_Given problem 1_
Answer these questions using the essay on old movies and changing values:
(a) From which decades are the detective and mystery movies the writer enjoys?
(b) In what year did Herbert Marcuse attack "repressive tolerance"?
(c) How many years did Michael Bloomberg serve as mayor of New York City?

_Source document_
I enjoy old movies, especially detective and mystery movies from the 1940s and 1950s: the actors are well dressed, the scripts are well written (conceded: not quite P. G. Wodehouse) and clearly, effectively delivered, and there is always a discernible plot. The most startling event, I believe, comparing life depicted then with how it is now is the cultural transformation that has occurred in that passage of time, not only or chiefly in the cinema. In these dramas, everybody of adult years is enjoying a cigarette, and the sexuality is, well, conventional. Now, were it not for my having been born in the mid-1940s, I well might have believed that the world depicted in these movies was the work of pure imagination, an alternative universe, say, from the point of view of those who are characterized as villains and heroes. Advocates of heterosexual marriage as normal, in the strict sense of the word, do not appear to be anything but normal from the 1950s perspective, and smokers are not portrayed as sociopaths. Yesterday's heroes, or at least good citizens, are today's villains. (1)
I believe that I have personally lived through what Friedrich Nietzsche terms a "transvaluation of values" (1966, 195), and I am still at somewhat of a loss as to how to explain this transformation. It is not simply a question of contemporary toleration versus yesteryear's moral rigidity. My fellow progressive New Yorkers and their Hollywood templates (and not only them) are anything but tolerant of what today's liberals would judge as morally deviant, such as religious disapproval of same-sex marriage or smoking tobacco anywhere. The contemporary political progressive's intolerance toward the traditionalist or libertarian, as opposed to the tolerance exemplified by John Stuart Mill's classical liberalism, was foreshadowed by Herbert Marcuse's attack on "repressive tolerance" in 1965 (in Moore, Paul, and Marcuse 1965). At the beginning of the classical liberal era, Marcuse said, tolerance played a vital role in the attack on crown and altar. Now, however, it merely serves as a defense of the oppressive status quo. The proper stance is, then, Marcuse argued, intolerance of those seen espousing militarism or those opposing the extension of state welfare measures. Marcuse's own sense of correctness meant a silence on his part of how much of his own thinking, especially as expressed in Eros and Civilization (1966), was inspired by Martin Heidegger.
Under former three-term (twelve-year) New York City mayor Michael Bloomberg, many other formerly private concerns, such as the amount of salt consumed in a restaurant or the purchase of large soft drinks at a convenience store or, most recently, tanning salons began to be viewed as matters of public note if not public moral condemnation (see New York Times 2012, 2013b; New York Post 2013). Puritanism is by no means dead and not only in New England.

_Data to process_
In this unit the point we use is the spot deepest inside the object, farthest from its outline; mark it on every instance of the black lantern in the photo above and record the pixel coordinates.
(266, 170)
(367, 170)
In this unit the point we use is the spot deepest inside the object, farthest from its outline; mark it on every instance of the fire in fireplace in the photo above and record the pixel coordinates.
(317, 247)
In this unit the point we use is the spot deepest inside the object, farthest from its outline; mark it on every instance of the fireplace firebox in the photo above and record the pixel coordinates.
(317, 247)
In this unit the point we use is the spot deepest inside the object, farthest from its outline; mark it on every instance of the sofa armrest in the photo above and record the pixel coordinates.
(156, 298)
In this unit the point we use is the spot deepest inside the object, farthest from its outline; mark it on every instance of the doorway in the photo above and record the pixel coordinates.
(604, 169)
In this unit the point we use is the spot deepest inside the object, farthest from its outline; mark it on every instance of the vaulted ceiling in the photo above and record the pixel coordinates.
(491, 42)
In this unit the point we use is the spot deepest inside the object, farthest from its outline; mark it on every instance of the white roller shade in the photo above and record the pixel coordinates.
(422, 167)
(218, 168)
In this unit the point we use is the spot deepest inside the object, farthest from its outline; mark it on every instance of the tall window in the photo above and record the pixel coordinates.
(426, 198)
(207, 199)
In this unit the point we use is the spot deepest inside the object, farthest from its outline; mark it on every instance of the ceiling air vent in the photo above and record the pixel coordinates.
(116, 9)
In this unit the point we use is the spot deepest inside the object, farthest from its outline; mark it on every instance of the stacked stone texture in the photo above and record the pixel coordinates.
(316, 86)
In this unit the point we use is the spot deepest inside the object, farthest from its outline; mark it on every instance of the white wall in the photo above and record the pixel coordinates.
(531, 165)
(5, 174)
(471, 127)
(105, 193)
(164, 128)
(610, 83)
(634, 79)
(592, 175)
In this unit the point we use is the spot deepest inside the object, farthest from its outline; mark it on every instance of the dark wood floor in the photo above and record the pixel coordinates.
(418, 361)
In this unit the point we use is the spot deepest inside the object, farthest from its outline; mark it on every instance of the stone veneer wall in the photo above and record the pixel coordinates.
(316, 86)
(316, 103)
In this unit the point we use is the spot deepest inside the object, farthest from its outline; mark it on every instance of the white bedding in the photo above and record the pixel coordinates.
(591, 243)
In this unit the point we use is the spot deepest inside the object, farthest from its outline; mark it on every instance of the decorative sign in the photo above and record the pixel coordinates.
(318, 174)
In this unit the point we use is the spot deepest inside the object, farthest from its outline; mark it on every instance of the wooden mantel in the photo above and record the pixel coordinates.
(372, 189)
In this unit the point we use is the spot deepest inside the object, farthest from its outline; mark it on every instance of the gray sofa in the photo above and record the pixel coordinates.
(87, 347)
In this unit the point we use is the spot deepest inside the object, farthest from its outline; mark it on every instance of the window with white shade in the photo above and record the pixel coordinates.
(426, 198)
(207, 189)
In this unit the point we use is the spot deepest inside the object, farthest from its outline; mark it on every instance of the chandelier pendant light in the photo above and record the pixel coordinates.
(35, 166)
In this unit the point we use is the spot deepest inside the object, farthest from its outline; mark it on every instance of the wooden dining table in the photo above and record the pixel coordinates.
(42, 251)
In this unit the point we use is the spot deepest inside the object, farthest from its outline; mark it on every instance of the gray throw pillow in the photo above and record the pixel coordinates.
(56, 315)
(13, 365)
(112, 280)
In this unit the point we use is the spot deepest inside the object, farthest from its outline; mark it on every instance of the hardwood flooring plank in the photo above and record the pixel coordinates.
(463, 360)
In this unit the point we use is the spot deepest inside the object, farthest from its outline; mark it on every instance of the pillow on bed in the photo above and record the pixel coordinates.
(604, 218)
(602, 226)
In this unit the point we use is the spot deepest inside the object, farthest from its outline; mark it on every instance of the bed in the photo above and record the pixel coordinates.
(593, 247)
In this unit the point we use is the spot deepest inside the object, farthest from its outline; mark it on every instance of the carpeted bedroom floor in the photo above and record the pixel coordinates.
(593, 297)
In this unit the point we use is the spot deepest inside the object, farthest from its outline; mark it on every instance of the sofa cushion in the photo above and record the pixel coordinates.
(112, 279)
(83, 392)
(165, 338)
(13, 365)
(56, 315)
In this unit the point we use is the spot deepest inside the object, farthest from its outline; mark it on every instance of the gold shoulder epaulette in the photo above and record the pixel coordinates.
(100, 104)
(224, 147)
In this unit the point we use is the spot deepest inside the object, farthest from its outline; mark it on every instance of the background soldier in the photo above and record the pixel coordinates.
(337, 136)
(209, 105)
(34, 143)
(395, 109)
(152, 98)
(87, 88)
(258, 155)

_Given problem 2_
Filter the records down to every line that contains the string "pillow", copying each such line. Case counts.

_Exercise result 1_
(a) The 1940s and 1950s.
(b) 1965.
(c) Twelve years.

_Exercise result 2_
In this unit the point we use is the spot deepest inside the object, farthest from its outline; mark it on every instance of the gray throw pillow in the photo above and record the pixel coordinates.
In this unit the point we use is the spot deepest inside the object, farthest from its outline; mark it on every instance of the pillow on bed in the photo above and record the pixel coordinates.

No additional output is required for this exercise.